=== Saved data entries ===
□ □ □ □ □ □ □
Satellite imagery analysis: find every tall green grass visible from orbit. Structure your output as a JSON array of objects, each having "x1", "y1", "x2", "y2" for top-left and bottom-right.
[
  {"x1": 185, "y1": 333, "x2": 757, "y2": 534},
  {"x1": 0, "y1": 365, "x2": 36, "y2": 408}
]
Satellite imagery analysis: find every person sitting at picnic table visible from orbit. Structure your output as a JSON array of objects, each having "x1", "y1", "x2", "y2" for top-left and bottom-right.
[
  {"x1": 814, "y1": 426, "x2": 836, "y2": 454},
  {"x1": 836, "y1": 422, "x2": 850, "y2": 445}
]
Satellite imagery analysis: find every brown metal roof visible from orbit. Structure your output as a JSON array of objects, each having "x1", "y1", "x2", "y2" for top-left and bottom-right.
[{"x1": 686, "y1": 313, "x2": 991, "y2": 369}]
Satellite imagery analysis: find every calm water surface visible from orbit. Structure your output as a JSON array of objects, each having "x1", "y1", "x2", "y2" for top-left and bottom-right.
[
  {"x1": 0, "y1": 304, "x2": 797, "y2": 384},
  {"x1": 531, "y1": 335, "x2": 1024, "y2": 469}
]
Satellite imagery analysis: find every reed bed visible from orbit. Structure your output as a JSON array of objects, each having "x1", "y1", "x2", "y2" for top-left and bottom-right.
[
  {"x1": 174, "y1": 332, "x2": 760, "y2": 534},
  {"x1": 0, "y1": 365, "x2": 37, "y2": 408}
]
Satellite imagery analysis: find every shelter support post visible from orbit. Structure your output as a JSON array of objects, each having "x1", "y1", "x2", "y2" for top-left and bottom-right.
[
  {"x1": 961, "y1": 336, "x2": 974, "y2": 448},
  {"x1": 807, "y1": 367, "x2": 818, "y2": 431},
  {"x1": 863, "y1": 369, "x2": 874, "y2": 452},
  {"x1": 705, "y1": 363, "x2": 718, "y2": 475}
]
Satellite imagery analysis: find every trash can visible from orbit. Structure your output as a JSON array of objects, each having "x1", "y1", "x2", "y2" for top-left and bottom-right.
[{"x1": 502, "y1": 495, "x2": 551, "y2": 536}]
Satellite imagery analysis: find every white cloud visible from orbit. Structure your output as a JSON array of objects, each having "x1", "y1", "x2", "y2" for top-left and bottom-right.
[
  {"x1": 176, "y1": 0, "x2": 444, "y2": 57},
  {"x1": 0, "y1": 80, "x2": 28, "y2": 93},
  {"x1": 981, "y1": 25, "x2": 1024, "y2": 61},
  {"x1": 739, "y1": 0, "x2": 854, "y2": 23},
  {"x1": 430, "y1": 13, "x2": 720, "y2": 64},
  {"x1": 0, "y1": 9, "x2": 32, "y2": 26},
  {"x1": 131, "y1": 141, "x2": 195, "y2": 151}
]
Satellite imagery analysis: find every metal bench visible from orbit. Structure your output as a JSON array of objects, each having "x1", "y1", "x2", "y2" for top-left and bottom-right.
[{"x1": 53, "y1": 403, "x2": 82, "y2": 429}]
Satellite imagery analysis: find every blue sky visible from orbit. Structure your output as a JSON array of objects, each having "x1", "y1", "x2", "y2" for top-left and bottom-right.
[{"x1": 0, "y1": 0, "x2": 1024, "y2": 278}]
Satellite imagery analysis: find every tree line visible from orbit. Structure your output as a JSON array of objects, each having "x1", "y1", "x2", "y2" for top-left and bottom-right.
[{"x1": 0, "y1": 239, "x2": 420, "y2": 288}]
□ □ □ □ □ □ □
Reproduce every line of the saved data entries above verbatim, with no changes.

=== Full solution ===
Satellite imagery analysis: find every tall green grass visible from orbit. Structure your output as a JSON array of objects, each having "x1", "y1", "x2", "y2" for top-left and bottom-right.
[
  {"x1": 185, "y1": 333, "x2": 757, "y2": 534},
  {"x1": 0, "y1": 365, "x2": 36, "y2": 408}
]
Satellite imagery analysis: find every person sitting at picnic table visible from orbit. Structure your output as a JSON array of objects, each having "x1", "y1", "x2", "y2" for top-left and bottom-right.
[
  {"x1": 814, "y1": 426, "x2": 836, "y2": 454},
  {"x1": 836, "y1": 422, "x2": 850, "y2": 445}
]
Satellite imagery analysis: find every brown metal roof visible from orbit. Structure your output as a JSON array of objects, each having "x1", "y1", "x2", "y2" for top-left and bottom-right.
[{"x1": 686, "y1": 313, "x2": 991, "y2": 369}]
Satellite imagery analysis: find every calm water surface visible from orbit. Structure your output as a JSON array of objects, each having "x1", "y1", "x2", "y2" for top-left and bottom-right.
[
  {"x1": 0, "y1": 304, "x2": 797, "y2": 384},
  {"x1": 531, "y1": 335, "x2": 1024, "y2": 469}
]
Satellite imagery analysis: find every reed bed visible from orbit. Structure your output as a JSON array of objects, each having "x1", "y1", "x2", "y2" for top-left and bottom-right.
[
  {"x1": 174, "y1": 332, "x2": 760, "y2": 534},
  {"x1": 0, "y1": 365, "x2": 37, "y2": 408}
]
Satellite imagery analysis: find every shelter support post visible from orbit. Structure your output as a JSON array of objects, each having "x1", "y1", "x2", "y2" for top-left and bottom-right.
[
  {"x1": 961, "y1": 336, "x2": 974, "y2": 448},
  {"x1": 807, "y1": 367, "x2": 818, "y2": 431},
  {"x1": 863, "y1": 369, "x2": 874, "y2": 452},
  {"x1": 705, "y1": 363, "x2": 718, "y2": 475}
]
Satellite imagery analysis: find every trash can visible from orbit. Structure your output as a JSON array of objects, each having "x1", "y1", "x2", "y2" for top-left and bottom-right.
[{"x1": 502, "y1": 495, "x2": 551, "y2": 536}]
Satellite imagery analysis: find every white cloud visible from orbit. Structure your output as a JSON array of objects, each having "x1", "y1", "x2", "y2" for top-left and bottom-right.
[
  {"x1": 176, "y1": 0, "x2": 444, "y2": 57},
  {"x1": 0, "y1": 80, "x2": 28, "y2": 93},
  {"x1": 981, "y1": 25, "x2": 1024, "y2": 61},
  {"x1": 739, "y1": 0, "x2": 854, "y2": 23},
  {"x1": 430, "y1": 13, "x2": 720, "y2": 64},
  {"x1": 0, "y1": 9, "x2": 32, "y2": 26},
  {"x1": 131, "y1": 141, "x2": 195, "y2": 151}
]
Satellite imagery analysis: find every metal bench visible from orbit. Structure your output as a JSON array of objects, each having "x1", "y1", "x2", "y2" for top-left and bottom-right.
[{"x1": 53, "y1": 403, "x2": 82, "y2": 429}]
Satellite imagery analysis: find every blue sky visible from orbit. Structure your output as a JSON array of objects, each having "x1", "y1", "x2", "y2" for top-left and bottom-right.
[{"x1": 0, "y1": 0, "x2": 1024, "y2": 278}]
Satellite imagery analysis: find every tree line visible from orbit. Structure your output as a JSON array of objects, each having "x1", "y1", "x2", "y2" for top-left and bottom-right.
[{"x1": 0, "y1": 239, "x2": 420, "y2": 288}]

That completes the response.